## WORK ORDER
Return the lines from the start of the data through the line with "91L86 92L78 96V120L87". Include both of those lines and no others.
- - -
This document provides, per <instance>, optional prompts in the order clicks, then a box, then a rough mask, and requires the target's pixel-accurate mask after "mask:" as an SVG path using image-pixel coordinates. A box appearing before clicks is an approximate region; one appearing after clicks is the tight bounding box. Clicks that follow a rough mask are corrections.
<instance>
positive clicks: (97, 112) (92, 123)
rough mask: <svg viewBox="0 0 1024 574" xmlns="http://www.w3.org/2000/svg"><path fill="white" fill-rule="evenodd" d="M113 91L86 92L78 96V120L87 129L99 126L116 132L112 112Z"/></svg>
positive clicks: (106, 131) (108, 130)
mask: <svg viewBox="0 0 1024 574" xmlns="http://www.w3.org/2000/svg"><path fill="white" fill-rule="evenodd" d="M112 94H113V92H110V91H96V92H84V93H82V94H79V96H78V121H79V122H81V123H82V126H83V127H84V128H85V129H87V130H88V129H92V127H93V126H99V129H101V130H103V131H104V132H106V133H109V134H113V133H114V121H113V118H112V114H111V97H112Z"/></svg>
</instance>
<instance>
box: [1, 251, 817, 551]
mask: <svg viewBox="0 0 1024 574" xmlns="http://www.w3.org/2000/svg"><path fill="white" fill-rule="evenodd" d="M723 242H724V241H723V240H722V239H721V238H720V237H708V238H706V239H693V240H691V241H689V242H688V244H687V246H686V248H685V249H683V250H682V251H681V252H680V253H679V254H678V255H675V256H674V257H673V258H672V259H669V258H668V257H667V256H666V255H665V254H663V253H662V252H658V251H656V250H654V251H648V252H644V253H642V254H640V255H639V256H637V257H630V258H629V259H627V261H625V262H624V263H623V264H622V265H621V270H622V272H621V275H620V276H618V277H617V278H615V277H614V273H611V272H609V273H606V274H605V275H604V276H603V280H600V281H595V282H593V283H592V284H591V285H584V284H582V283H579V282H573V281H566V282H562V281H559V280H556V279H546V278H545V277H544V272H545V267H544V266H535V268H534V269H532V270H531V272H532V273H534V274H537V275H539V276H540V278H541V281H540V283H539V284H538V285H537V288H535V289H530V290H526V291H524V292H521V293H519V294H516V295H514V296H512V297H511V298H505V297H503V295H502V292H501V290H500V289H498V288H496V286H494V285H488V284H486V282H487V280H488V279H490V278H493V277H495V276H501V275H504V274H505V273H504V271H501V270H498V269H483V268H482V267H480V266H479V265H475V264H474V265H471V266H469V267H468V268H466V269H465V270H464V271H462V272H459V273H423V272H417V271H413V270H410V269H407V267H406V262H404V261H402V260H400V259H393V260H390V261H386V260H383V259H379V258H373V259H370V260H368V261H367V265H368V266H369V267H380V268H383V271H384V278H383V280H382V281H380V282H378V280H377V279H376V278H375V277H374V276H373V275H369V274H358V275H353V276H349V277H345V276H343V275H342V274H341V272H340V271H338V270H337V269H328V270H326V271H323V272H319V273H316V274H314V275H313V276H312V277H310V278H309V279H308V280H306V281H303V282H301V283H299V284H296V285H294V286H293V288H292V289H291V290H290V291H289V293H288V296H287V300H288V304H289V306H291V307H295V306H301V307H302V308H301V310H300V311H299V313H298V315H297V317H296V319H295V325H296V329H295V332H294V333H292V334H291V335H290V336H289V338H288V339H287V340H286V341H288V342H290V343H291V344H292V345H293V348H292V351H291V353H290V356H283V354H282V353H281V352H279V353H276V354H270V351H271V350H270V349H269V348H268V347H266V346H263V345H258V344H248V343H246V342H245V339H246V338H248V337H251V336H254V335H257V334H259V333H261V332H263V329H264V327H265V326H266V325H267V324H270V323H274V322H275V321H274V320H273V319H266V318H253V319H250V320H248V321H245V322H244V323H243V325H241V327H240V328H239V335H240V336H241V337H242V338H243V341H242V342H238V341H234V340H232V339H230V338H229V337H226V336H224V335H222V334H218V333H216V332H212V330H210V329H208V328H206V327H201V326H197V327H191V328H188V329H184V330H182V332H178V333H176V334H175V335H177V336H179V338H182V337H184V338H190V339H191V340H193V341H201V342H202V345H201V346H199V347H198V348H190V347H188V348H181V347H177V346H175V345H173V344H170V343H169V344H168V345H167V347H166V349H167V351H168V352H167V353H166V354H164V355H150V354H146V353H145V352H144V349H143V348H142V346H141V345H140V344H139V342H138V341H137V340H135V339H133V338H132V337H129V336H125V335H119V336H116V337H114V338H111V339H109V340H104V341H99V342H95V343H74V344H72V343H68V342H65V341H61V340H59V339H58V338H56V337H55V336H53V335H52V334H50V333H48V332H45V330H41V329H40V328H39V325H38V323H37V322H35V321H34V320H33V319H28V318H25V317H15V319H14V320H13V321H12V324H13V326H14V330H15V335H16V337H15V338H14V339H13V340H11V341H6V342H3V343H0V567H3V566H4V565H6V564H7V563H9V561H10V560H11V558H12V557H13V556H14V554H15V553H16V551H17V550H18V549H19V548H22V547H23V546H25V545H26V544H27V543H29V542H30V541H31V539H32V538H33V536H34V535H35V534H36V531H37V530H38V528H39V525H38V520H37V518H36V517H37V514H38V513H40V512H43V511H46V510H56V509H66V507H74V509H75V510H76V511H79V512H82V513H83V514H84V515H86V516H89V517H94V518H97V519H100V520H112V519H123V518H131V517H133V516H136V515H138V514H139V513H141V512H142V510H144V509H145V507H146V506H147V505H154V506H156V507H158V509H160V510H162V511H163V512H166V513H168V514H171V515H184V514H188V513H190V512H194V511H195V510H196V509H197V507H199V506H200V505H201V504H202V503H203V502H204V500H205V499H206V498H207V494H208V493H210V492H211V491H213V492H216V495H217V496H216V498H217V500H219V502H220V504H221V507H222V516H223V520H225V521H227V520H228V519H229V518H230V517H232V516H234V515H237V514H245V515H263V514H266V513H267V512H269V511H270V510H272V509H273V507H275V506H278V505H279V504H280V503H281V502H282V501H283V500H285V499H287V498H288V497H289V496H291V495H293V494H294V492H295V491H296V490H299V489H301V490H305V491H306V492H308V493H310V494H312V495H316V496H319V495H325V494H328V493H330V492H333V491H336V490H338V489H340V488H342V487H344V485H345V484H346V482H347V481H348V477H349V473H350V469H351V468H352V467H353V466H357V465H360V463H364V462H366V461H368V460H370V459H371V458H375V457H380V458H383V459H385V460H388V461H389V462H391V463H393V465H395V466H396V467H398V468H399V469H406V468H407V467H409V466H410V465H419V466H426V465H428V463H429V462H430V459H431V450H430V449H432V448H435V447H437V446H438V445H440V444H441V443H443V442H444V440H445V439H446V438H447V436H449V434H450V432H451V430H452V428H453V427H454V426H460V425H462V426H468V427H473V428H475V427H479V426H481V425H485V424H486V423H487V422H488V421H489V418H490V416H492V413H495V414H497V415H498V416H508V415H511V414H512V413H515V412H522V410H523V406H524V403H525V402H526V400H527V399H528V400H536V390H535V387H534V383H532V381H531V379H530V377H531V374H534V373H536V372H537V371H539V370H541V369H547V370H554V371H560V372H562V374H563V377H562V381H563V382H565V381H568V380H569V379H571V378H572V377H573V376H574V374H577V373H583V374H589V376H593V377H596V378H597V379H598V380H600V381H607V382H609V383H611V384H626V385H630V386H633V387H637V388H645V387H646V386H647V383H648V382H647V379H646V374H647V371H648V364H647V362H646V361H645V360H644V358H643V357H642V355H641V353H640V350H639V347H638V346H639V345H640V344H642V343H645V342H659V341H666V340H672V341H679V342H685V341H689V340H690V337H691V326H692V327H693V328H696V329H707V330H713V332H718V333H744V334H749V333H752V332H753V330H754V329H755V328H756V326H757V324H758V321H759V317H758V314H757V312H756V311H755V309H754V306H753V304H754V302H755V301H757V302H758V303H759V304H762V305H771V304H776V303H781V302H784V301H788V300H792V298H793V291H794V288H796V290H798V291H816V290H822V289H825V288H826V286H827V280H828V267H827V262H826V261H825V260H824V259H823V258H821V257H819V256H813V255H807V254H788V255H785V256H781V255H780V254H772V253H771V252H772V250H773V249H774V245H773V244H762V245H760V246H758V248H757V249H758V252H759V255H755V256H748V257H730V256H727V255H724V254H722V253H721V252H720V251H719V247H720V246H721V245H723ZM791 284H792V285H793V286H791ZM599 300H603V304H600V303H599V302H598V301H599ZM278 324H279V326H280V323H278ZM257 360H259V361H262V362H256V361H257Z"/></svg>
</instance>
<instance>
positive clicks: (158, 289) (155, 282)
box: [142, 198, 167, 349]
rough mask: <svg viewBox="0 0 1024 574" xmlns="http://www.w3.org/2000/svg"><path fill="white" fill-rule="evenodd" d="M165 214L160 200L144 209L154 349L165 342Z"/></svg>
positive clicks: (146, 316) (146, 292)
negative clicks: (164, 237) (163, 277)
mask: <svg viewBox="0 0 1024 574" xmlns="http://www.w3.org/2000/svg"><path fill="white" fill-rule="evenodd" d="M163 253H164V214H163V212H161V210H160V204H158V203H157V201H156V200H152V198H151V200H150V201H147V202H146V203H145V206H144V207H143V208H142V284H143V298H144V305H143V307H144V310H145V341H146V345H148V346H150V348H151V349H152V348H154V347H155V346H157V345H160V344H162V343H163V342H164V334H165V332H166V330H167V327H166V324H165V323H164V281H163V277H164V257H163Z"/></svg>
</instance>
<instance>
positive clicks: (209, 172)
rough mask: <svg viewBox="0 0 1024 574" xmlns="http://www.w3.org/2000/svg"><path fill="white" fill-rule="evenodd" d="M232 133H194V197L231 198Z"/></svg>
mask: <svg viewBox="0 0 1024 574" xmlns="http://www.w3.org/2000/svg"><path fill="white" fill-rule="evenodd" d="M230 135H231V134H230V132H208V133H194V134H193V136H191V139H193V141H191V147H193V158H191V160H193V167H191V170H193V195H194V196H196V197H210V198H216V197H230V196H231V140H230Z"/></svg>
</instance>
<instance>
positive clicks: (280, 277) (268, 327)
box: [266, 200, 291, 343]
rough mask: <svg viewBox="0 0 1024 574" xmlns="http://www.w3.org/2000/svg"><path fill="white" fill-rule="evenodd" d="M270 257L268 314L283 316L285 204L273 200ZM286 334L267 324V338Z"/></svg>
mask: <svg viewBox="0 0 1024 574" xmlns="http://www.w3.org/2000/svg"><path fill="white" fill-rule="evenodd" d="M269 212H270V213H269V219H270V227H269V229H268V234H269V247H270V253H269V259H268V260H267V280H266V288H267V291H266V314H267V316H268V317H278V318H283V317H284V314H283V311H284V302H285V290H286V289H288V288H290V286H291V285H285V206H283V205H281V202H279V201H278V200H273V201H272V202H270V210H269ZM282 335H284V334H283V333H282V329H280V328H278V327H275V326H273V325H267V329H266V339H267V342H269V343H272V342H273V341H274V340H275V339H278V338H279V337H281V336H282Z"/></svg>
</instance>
- - -
## WRITTEN ANSWER
This document provides, per <instance>, optional prompts in the order clicks, then a box, then a rough mask, and requires the target's pixel-accurate mask after "mask:" as an SVG path using image-pixel coordinates. A box appearing before clicks is an approximate region; one appearing after clicks is the tight bounding box. Clicks that follow a rough mask are corrections.
<instance>
positive clicks: (97, 112) (92, 123)
rough mask: <svg viewBox="0 0 1024 574" xmlns="http://www.w3.org/2000/svg"><path fill="white" fill-rule="evenodd" d="M113 91L86 92L78 96V120L87 129L99 126L116 132L112 112Z"/></svg>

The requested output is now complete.